---- Data for the task

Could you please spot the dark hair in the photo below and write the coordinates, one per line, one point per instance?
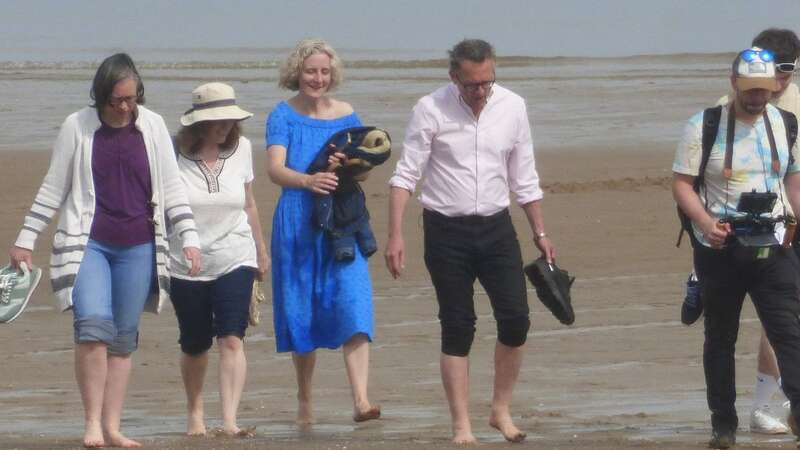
(475, 50)
(784, 43)
(112, 70)
(190, 138)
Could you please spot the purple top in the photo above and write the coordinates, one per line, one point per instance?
(122, 185)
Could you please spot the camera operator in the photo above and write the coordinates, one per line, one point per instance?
(740, 235)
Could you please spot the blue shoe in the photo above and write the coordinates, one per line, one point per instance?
(692, 307)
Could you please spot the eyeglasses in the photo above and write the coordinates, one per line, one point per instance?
(473, 87)
(118, 101)
(787, 67)
(751, 55)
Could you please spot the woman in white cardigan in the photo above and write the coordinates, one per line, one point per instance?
(114, 180)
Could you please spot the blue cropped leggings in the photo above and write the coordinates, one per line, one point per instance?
(110, 291)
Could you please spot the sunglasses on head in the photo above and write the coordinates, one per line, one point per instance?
(751, 55)
(787, 67)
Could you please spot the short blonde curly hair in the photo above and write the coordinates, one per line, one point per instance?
(291, 68)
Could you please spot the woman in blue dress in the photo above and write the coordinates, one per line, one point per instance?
(318, 302)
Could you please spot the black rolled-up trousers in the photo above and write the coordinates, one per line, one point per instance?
(457, 251)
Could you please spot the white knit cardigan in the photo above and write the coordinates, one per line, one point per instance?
(68, 188)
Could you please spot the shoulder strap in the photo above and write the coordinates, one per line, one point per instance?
(776, 163)
(711, 118)
(790, 123)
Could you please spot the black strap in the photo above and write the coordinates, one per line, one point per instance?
(776, 162)
(711, 118)
(790, 123)
(727, 171)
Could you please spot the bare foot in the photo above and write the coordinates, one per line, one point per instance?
(371, 413)
(196, 427)
(93, 436)
(505, 425)
(305, 414)
(118, 440)
(246, 432)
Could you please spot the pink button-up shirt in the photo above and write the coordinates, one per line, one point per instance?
(468, 166)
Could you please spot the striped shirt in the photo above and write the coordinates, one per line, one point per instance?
(68, 189)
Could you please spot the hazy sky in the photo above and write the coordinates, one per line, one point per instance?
(516, 27)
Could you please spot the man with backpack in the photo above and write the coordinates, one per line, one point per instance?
(785, 45)
(737, 197)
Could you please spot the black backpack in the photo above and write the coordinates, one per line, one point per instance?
(710, 128)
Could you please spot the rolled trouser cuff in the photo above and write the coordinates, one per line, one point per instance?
(94, 329)
(513, 332)
(124, 343)
(457, 341)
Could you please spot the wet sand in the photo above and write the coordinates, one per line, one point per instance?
(627, 374)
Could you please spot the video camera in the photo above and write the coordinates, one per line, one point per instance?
(751, 229)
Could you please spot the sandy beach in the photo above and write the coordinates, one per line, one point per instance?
(627, 374)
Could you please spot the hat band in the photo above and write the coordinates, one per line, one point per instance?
(214, 104)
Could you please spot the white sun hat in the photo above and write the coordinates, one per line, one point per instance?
(213, 101)
(754, 68)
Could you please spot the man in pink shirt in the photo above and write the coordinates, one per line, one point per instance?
(470, 144)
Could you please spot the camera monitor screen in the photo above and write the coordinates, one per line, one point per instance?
(756, 203)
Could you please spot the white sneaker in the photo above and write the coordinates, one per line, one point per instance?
(762, 421)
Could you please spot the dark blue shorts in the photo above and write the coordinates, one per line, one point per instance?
(206, 309)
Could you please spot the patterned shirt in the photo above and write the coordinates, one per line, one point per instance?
(751, 165)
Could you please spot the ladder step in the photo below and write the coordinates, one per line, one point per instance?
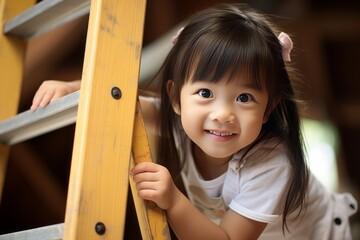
(51, 232)
(45, 16)
(29, 124)
(62, 112)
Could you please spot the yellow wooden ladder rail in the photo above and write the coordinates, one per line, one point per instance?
(108, 123)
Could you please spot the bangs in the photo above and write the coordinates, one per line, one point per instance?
(216, 57)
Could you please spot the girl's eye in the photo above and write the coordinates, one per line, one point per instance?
(205, 93)
(245, 97)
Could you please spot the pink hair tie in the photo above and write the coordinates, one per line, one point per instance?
(287, 46)
(176, 37)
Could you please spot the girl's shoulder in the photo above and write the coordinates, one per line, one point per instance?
(268, 152)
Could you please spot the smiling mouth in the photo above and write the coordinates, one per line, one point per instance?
(221, 134)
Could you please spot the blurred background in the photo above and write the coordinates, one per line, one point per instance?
(326, 34)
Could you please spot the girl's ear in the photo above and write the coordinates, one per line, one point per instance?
(270, 110)
(170, 92)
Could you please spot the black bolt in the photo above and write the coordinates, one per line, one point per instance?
(100, 228)
(116, 93)
(337, 221)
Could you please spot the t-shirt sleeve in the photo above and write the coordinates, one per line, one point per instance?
(262, 190)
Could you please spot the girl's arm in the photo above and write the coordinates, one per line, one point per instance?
(51, 90)
(154, 183)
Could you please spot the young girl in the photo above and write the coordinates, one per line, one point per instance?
(230, 128)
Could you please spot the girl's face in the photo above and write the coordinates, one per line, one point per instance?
(222, 118)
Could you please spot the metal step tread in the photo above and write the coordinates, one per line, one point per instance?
(45, 16)
(51, 232)
(29, 124)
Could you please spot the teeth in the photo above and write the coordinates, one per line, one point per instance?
(221, 134)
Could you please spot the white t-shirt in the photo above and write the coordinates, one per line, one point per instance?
(257, 192)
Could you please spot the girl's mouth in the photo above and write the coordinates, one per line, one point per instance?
(221, 134)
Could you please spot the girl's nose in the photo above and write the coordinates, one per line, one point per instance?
(223, 114)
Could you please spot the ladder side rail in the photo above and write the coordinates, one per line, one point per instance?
(98, 185)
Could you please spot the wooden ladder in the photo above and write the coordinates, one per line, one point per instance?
(110, 135)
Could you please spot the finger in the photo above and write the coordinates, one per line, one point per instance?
(144, 167)
(147, 194)
(47, 98)
(37, 99)
(145, 176)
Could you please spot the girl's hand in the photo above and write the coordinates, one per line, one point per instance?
(51, 90)
(154, 183)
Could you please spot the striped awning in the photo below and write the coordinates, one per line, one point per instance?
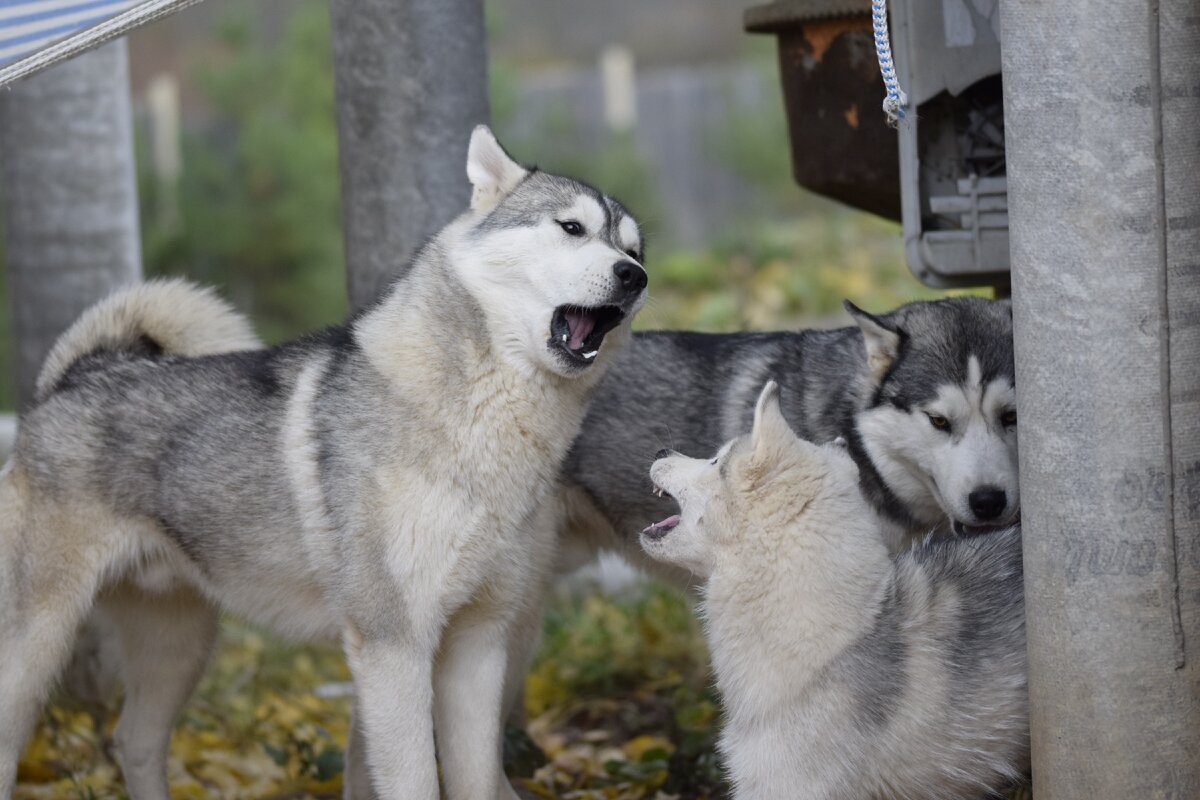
(29, 25)
(39, 34)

--------

> [Task prompt] The data above should be repeated in full and exactly, with no pictures carried over.

> [Response]
Could you please spot the dark hair in the photo below and write the coordinates, one per line, one point per instance?
(475, 50)
(784, 43)
(112, 70)
(190, 138)
Could you please spot the purple top in the photo above and write the coordinates, one per line, one point per instance?
(122, 185)
Could you please spot the camera operator in the photo above and write the coordinates, one per line, one point per instance?
(740, 235)
Could you please spot the blue shoe in the photo above and write the coordinates, one per line, one point per instance?
(692, 307)
Could you please spot the eyeglasses in the photo above and write the coordinates, one per line, one point per instance?
(473, 87)
(118, 101)
(787, 67)
(751, 55)
Could you please spot the woman in white cardigan in the photo above and write the coordinates, one per line, one point per instance?
(114, 180)
Could you please spot the blue cropped leggings in the photo above and write the coordinates, one per line, one point per instance?
(110, 291)
Could you please spot the sunglasses on head in the photo above and write the coordinates, one per line, one point per instance?
(751, 55)
(787, 67)
Could you please spot the short blonde curly hair in the photo above and write the coordinates, one per line, one point per instance?
(291, 68)
Could you please spot the woman in blue dress in the photo above and write the coordinates, one per line, one point per instance?
(318, 302)
Could you please spot the black rolled-up trousers in the photo above and write the coordinates, one per line, one point per instance?
(457, 251)
Could you please spot the white knit cardigan in the photo above and write the coordinates, one per line, one point per instance?
(68, 188)
Could you please spot the shoulder strap in the photo above and write the coordinates, one per line, one point per instance?
(776, 163)
(711, 118)
(790, 123)
Could you please spot the black strap in the photo above and write the coordinates, one per line, one point per instance?
(776, 162)
(711, 118)
(790, 123)
(727, 171)
Could you please spot the bare foot in the photo above and write the coordinates, one per line, one point per instance?
(371, 413)
(196, 427)
(93, 436)
(505, 425)
(305, 414)
(118, 440)
(246, 432)
Could you please spot the pink button-up shirt in the photo above and write the coordinates, one per line, one point per instance?
(468, 166)
Could you please spot the striped shirt in the photo above and write the coordinates, one per line, one point per instance?
(68, 189)
Could you please spot the hazy sky in the photo above and write the coordinates, one per line, one point per instance?
(516, 27)
Could you please spot the man with backpack in the photo above and write the coordinates, one per line, one point per instance?
(785, 45)
(737, 197)
Could you please spot the black backpack in the photo above and write the coordinates, one per line, one point per instance?
(710, 128)
Could you please spot the rolled trouser cuff in the photo above and write the coordinates, one per line, one point per instance?
(94, 329)
(513, 332)
(124, 343)
(457, 341)
Could you please spot the wet sand in the photo above and write the coordinates, one per line, one point per instance?
(627, 374)
Could you please spot the video camera in the photo above and write the coordinates, one per line, one point per instance?
(751, 229)
Could you please spot the sandy beach in the photo above and write the coordinates, one per line, one point per instance?
(627, 374)
Could you please spot the hat band in the photo above and write the coordinates, one per line, one point per instance?
(214, 104)
Could you please spot the white sun hat in the photo above and write the coordinates, one per line, one point per instance?
(213, 101)
(754, 68)
Could you please spot the man in pink shirt in the photo above and write the coordinates, one per line, one point per instance?
(470, 144)
Could you please spot the camera monitor screen in the photo above and write the coordinates, one per line, one point per instance?
(756, 203)
Could you please spot the white sneaker in the photo above and write the coordinates, one per line, one point per instance?
(762, 421)
Could you please spot the dark blue shorts in the photo above and write the coordinates, one per line, one point per instance?
(206, 309)
Could you please spot the patterned shirt in the photo above and write the coordinates, one per line, one point per instance?
(751, 165)
Could you please spot the ladder step in the photo below and write the coordinates, one per line, one point per instance?
(51, 232)
(45, 16)
(29, 124)
(62, 112)
Could you please spot the yellow wooden ladder rail in the photo above and write the coordinates, one per line, one point per instance?
(108, 123)
Could you please spot the bangs in the photo above and write the coordinates, one per line, one point per instance?
(216, 57)
Could you please spot the girl's eye in the photo above and write the coordinates, one per line, one point per instance?
(205, 93)
(245, 97)
Could you please spot the pink hair tie in the photo above and write the coordinates, one per line, one point per instance?
(287, 46)
(176, 37)
Could you please spot the girl's shoulder in the photo above and write the coordinates, one per line, one point per instance?
(268, 152)
Could you please spot the smiling mouth in the photo above and write the coordinates, one per line, one point per instance?
(221, 134)
Could you please spot the blurred background in the photo above and write the coordinates, one per line, one point per instance?
(326, 34)
Could you please spot the girl's ear in the photo above and write the coordinates, one per line, one point per instance?
(270, 110)
(170, 92)
Could you please spot the black bolt in the photo above and write the coordinates, one per line, one point per instance?
(100, 228)
(116, 93)
(337, 221)
Could you please spot the t-shirt sleeve in the photo above and write the coordinates, one per line, one point per instance?
(262, 190)
Could you please spot the girl's arm in the photo above and write the coordinates, one per line, one point per instance?
(51, 90)
(154, 183)
Could you please spot the young girl in the photo above and write the coordinates, one per line, one point per instance?
(230, 128)
Could you please spot the girl's face in the photo above and write the coordinates, one per line, one point per instance?
(222, 118)
Could you please spot the metal step tread in the photo above and write the coordinates, one per line, one point per instance?
(45, 16)
(51, 232)
(29, 124)
Could you please spot the teeth in the photo above and write the coordinates, one per line, one point per instance?
(221, 134)
Could you please spot the white t-shirt in the photo above and write the coordinates, one per line, one point per instance?
(257, 192)
Could you please spot the girl's mouth in the photo above and write the coordinates, one per line, one point per instance?
(221, 134)
Could you please spot the girl's nose in the photo above and write the coordinates, one per line, one point per instance?
(223, 114)
Could you please spot the ladder side rail in the photo above and write the coordinates, one per line, one point per instance?
(98, 185)
Could you please spot the wooden ladder in the photo above and write the coordinates, one per line, one point per instance?
(110, 135)
Could you please spot the finger in the photo above and write the coordinates, one per line, one point per instance?
(144, 167)
(147, 194)
(47, 98)
(37, 99)
(145, 176)
Could you please spot the girl's hand in the photo above and write the coordinates, one per line, one point per instance?
(51, 90)
(154, 183)
Could you please spot the striped awning in the photo below and write the coordinates, one per line, one point per instance?
(29, 25)
(39, 34)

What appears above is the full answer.